Recientemente, la revista Cuadernos Económicos de ICE (dependiente del Ministerio de Industria Comercio y Turismo) ha publicado un número monográfico sobre indicadores económicos ambientales que trata sobre este problema y que recoge toda una serie de propuestas de medición alternativa para el caso español que merece la pena difundir.

Una forma básica de elaborar indicadores ambientales es la cuantificación de los recursos utilizados por una economía en términos físicos (toneladas). Algo que, si se combina con la teoría y la metodología adecuadas, puede ofrecen información muy interesante. Un ejemplo de ello es la aproximación al funcionamiento económico a través del denominado “metabolismo social”. Un planteamiento teórico que analiza la economía de un territorio (país, región, ciudad…) como si fuera un ser vivo que necesariamente necesita ingerir materiales y energía para poder funcionar y que, a partir de ahí, como cualquier otro ser vivo, desarrolla diferentes procesos metabólicos internos de transformación y, posteriormente, expulsa lo no metabolizado en forma de residuos sólidos, líquidos o gaseosos.

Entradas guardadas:

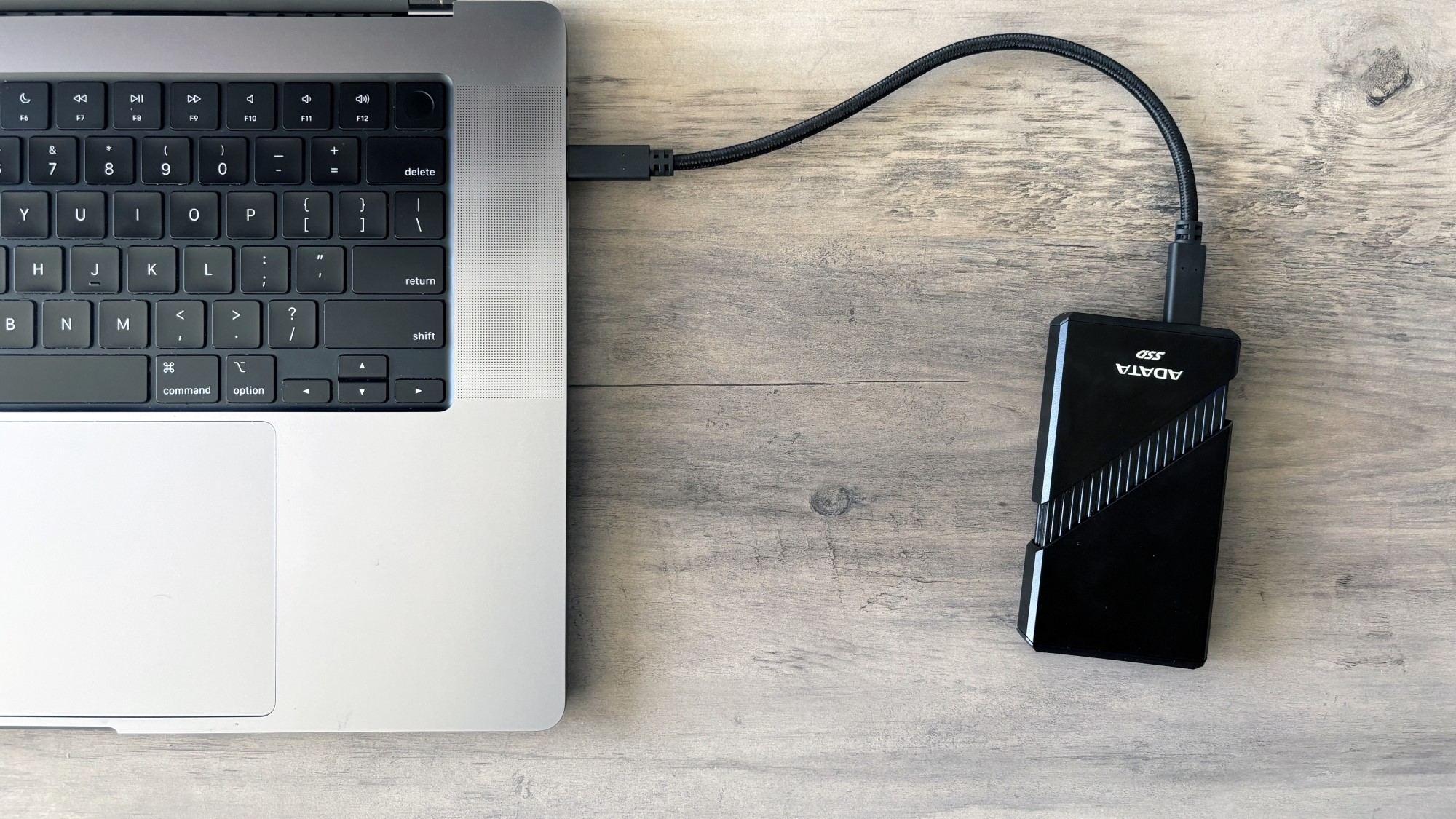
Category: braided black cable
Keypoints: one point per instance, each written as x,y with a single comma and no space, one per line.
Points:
1183,164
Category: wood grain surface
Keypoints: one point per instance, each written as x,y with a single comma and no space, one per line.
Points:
804,420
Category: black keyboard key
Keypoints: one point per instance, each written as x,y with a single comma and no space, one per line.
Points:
250,107
321,270
95,270
66,325
362,216
293,324
363,368
394,269
136,215
384,324
279,161
207,270
308,107
238,325
123,325
25,107
398,161
81,215
194,216
251,216
306,391
74,379
81,107
9,161
25,215
187,379
167,161
110,161
420,107
251,379
136,107
264,270
39,270
53,161
420,216
363,106
420,391
180,325
306,216
152,270
336,161
194,107
222,161
17,325
365,392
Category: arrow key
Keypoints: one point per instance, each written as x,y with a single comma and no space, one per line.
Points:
363,366
365,392
81,107
306,391
420,391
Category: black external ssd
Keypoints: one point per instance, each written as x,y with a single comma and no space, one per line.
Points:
1132,461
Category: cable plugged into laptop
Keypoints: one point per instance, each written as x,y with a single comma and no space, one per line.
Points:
617,164
1133,448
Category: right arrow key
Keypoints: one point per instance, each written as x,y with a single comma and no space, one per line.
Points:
420,391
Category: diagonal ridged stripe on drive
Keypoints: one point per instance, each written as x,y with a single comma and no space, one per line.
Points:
1120,475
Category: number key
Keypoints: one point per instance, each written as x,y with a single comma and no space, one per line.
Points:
223,161
167,161
110,159
53,161
9,161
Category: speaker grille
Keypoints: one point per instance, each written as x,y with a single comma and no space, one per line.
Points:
510,283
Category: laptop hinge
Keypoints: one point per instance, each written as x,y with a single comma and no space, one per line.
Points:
226,7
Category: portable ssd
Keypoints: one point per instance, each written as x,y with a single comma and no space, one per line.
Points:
1131,471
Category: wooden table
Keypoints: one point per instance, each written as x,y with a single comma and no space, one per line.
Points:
804,411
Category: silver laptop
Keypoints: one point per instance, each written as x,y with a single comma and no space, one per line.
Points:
282,365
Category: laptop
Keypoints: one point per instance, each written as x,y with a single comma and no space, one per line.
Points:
282,365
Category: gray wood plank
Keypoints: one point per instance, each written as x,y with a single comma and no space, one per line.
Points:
796,542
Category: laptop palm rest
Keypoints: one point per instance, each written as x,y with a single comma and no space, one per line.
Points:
138,569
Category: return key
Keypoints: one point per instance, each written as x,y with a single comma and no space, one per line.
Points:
400,270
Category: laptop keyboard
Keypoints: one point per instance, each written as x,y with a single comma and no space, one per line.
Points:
219,244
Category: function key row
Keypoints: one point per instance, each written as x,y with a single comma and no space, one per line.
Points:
203,215
209,107
209,270
222,161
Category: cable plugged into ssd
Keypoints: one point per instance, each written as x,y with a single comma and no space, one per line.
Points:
1133,446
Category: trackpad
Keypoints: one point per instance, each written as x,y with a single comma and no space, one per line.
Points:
138,569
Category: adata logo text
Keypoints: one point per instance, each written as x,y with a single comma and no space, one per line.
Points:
1163,373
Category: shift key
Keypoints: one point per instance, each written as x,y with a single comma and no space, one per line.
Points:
384,325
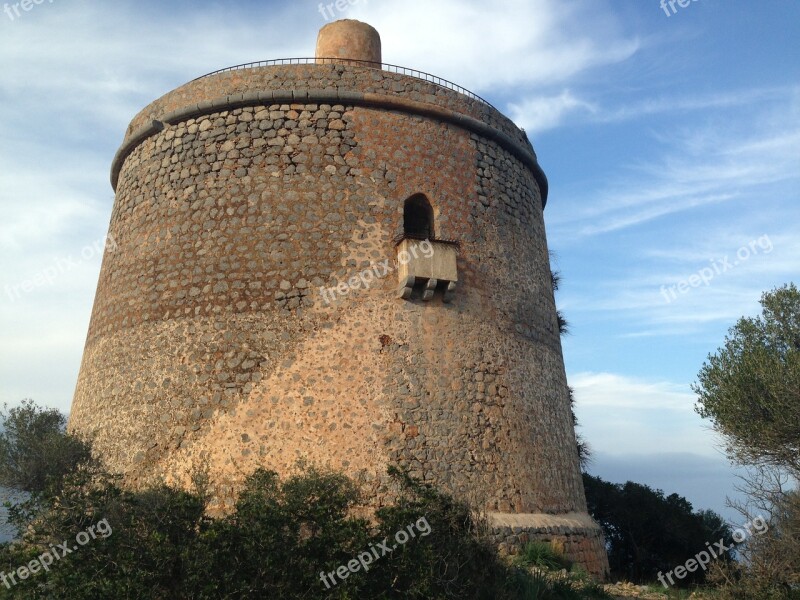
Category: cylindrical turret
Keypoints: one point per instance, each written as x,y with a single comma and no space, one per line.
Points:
310,269
349,39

* _TU OBJETIVO_:
Continúa el texto sobre indicadores económicos ambientales a partir de su última oración.

* _RESPUESTA_:
Analizar de manera ordenada y sistemática las cantidades y los tipos de materiales y de energía que entran a un sistema económico, los procesos internos de transformación que se van desarrollando en él y cómo de bien o de mal funcionan, y los residuos que el sistema genera, permite detectar diferentes regímenes metabólicos y su evolución a lo largo del tiempo. Y esa información puede ser de mucha ayuda para diseñar políticas que nos aproximen a un metabolismo óptimo cuyo objetivo no necesariamente sea crecer y crecer sin límite. La transición ecológica que estamos obligados a desarrollar si queremos evitar desastres ambientales mayores, no es otra cosa que un cambio de régimen metabólico en el que el “ser vivo economía” debería ingerir menos energía y materiales, mejorar mucho su transformación interna fomentando la reutilización y el reciclaje y, finalmente, reducir lo más posible las emisiones de todo tipo.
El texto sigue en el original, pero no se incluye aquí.